# What this task involves:
Every line of the records below that holds the word "stone" belongs in the answer.

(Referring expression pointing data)
-------

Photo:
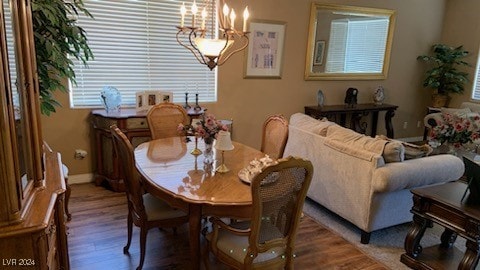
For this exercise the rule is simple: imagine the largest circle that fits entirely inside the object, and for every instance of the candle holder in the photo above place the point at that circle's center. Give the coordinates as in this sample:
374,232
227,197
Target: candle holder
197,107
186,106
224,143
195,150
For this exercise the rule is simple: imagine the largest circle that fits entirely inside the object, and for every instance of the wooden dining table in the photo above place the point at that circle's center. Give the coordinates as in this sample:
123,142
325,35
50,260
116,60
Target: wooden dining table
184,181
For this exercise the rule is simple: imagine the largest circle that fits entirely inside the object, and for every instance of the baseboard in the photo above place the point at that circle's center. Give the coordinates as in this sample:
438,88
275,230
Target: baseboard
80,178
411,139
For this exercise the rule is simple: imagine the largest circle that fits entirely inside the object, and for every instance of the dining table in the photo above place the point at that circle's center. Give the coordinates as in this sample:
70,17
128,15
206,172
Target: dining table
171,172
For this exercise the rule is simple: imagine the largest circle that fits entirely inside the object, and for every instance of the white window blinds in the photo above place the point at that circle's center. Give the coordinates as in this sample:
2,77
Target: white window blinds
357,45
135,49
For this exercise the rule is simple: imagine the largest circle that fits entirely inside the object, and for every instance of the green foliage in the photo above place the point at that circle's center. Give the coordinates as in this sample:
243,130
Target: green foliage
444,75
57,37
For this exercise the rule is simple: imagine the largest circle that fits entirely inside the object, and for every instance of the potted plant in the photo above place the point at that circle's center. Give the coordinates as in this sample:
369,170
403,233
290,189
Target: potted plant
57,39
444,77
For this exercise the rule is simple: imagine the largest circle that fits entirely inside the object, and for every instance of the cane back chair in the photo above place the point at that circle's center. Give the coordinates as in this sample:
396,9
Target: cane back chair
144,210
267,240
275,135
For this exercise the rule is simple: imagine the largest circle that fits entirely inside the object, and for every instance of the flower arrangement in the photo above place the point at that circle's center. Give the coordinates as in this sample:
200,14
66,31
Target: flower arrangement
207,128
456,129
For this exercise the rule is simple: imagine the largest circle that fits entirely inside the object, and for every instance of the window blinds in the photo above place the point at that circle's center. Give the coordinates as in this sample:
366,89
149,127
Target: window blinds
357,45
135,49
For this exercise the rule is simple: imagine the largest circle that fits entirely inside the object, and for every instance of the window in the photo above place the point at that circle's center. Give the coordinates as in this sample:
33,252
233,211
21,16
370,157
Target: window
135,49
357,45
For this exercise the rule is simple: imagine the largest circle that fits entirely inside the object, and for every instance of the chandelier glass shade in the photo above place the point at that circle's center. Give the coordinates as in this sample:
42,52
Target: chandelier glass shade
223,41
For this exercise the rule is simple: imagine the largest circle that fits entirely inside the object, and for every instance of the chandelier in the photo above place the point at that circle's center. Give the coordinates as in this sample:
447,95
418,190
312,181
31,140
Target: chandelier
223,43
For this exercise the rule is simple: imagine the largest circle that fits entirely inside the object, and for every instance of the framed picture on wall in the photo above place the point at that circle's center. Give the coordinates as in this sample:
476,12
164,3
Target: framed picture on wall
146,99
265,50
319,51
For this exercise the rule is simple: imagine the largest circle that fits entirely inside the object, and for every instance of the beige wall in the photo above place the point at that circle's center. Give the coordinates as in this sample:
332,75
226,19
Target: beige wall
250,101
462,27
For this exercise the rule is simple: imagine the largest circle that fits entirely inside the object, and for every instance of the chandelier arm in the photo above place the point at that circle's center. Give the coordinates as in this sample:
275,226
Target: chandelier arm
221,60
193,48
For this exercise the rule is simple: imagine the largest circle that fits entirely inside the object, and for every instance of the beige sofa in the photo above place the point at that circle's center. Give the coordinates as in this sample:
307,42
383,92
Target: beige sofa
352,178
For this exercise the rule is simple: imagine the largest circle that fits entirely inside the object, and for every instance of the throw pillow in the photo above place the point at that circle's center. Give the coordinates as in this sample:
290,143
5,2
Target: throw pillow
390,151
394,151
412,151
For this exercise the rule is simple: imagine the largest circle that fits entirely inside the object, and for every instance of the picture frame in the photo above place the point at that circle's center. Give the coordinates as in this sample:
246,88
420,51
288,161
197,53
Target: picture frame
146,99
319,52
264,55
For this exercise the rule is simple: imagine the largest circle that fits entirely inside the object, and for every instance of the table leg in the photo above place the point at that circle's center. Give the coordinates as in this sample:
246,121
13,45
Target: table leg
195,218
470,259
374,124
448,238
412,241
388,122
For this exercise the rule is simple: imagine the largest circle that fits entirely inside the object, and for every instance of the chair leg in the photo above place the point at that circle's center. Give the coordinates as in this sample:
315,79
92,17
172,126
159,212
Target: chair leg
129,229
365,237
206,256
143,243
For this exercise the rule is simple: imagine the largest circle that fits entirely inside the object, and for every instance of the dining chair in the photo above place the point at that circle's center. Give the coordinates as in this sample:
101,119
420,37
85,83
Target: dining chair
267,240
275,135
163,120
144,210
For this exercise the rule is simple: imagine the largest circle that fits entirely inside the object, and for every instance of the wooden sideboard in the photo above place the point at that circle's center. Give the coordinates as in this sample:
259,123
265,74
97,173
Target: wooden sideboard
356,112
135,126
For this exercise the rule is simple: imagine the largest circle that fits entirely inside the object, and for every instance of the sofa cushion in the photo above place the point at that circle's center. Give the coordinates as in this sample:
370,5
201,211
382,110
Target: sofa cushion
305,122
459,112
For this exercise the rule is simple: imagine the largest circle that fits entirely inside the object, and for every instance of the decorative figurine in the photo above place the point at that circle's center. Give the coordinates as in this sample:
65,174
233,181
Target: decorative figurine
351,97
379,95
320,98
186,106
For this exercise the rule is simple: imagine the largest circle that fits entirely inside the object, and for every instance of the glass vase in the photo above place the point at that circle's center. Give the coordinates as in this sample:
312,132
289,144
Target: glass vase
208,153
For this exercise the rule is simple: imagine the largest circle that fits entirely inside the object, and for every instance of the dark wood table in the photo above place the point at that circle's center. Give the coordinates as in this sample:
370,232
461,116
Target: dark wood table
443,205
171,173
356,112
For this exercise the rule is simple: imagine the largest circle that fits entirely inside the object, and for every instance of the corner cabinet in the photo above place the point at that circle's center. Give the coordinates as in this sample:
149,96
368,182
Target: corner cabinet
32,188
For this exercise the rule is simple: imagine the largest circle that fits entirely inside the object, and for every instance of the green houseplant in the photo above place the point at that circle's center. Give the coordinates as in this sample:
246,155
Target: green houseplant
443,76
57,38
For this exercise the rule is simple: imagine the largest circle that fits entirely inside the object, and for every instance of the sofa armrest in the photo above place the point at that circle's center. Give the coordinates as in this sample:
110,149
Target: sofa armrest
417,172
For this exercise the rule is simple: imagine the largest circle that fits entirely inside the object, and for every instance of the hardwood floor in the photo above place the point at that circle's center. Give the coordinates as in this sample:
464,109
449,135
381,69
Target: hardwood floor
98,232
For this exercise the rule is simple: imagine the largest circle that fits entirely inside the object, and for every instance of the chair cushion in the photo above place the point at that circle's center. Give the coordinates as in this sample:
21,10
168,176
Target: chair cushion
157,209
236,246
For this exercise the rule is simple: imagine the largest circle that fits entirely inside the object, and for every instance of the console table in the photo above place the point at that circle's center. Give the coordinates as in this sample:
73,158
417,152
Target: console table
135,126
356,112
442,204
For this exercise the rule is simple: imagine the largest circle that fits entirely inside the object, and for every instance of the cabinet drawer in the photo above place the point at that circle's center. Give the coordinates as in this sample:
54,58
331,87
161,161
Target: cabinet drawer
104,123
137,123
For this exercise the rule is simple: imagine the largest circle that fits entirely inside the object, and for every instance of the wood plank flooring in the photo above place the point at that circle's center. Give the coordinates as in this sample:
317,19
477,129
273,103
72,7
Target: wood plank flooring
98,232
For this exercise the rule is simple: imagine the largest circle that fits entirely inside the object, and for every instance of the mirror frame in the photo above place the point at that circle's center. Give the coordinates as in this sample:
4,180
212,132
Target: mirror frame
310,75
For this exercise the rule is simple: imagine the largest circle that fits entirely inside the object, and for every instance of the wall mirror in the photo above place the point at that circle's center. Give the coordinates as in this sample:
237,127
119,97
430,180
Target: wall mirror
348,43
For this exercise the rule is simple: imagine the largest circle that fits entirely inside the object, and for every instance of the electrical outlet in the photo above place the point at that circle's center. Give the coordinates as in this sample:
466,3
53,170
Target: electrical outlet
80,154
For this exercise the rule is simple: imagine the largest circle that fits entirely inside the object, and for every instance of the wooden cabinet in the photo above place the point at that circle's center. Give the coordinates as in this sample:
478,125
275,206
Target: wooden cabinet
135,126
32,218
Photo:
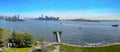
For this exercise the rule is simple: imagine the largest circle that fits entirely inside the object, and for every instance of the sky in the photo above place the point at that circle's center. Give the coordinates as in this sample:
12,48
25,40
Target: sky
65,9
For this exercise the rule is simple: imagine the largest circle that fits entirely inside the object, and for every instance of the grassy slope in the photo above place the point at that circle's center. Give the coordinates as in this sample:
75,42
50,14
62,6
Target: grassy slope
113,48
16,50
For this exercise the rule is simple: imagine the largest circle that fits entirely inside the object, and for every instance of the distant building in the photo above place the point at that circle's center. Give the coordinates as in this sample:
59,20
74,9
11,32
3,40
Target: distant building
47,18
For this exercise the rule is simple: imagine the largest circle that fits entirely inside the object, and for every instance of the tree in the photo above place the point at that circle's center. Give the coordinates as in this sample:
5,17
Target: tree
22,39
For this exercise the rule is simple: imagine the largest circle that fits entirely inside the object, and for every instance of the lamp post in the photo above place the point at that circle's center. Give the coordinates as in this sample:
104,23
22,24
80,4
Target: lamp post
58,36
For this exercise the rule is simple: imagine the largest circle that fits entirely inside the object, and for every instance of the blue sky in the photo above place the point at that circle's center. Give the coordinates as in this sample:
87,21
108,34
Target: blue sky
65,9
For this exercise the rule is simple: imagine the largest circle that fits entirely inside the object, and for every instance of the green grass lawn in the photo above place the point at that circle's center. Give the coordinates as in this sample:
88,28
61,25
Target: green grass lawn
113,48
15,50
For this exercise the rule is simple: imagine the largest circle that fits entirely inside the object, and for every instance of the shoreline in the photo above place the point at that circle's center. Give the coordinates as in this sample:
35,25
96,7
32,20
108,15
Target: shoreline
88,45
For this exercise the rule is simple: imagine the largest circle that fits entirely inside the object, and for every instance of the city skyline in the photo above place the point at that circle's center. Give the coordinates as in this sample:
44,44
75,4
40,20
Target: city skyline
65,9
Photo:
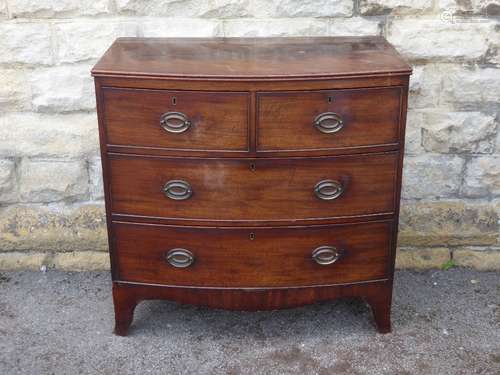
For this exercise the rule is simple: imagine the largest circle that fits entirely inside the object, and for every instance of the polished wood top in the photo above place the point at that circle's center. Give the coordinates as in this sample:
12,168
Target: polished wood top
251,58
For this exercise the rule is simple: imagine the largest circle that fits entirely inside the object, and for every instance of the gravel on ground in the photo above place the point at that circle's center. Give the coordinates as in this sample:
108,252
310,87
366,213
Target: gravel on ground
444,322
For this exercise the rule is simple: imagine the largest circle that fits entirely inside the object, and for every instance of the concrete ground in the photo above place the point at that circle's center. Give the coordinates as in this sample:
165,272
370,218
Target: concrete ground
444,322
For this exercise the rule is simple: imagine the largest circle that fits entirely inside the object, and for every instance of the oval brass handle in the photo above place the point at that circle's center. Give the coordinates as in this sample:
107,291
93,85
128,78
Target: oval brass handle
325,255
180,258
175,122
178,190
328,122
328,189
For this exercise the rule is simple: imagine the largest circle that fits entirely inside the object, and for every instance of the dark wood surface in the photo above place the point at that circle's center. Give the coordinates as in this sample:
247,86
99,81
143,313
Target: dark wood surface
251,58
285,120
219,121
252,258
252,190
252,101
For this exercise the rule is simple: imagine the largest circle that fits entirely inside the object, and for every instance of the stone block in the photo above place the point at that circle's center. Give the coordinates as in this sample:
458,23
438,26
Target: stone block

-------

# Your response:
For this exercise the rule is simple: imagine the largest circle that fits entirely inside the object, and for every instance of the stone block in the photo above place the point at that circle's center. Give the coordinates as in this sample:
Target: stone block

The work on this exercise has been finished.